LISTING
--

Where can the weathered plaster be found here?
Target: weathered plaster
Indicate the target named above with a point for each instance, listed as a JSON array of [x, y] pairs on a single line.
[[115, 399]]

--

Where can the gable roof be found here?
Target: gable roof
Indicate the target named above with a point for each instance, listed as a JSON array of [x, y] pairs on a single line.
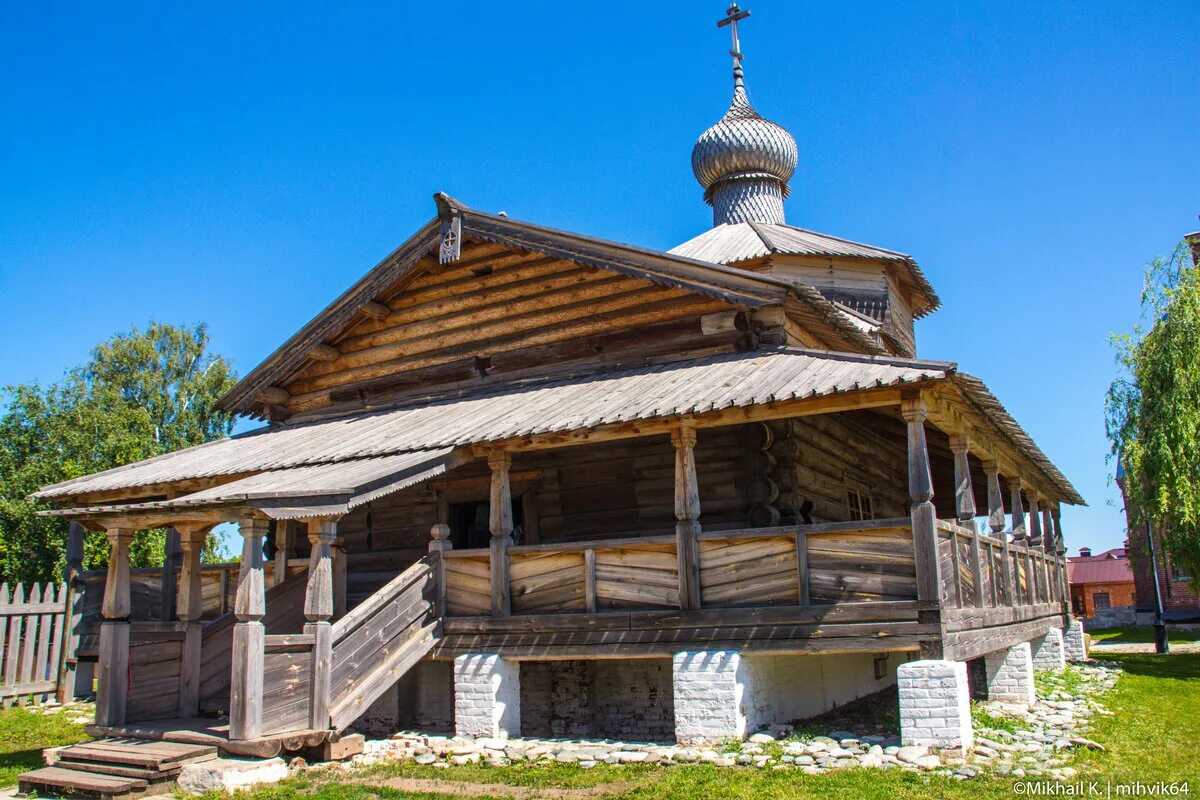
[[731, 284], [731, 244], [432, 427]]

--

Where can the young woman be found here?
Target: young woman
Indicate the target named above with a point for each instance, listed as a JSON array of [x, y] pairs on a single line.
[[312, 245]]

--

EXERCISE REQUIREMENTS
Transcribe the stretch of the records from the line containing "Where can the weathered" through the line containing "[[115, 399]]", reproducing each line without any change.

SOLUTION TO THIS PROBLEM
Where can the weathered plaster be found here?
Target: weathered plaster
Indicate the target named above with a point for each instance, listed as a JSON array of [x, y] pairs on a single line.
[[115, 399]]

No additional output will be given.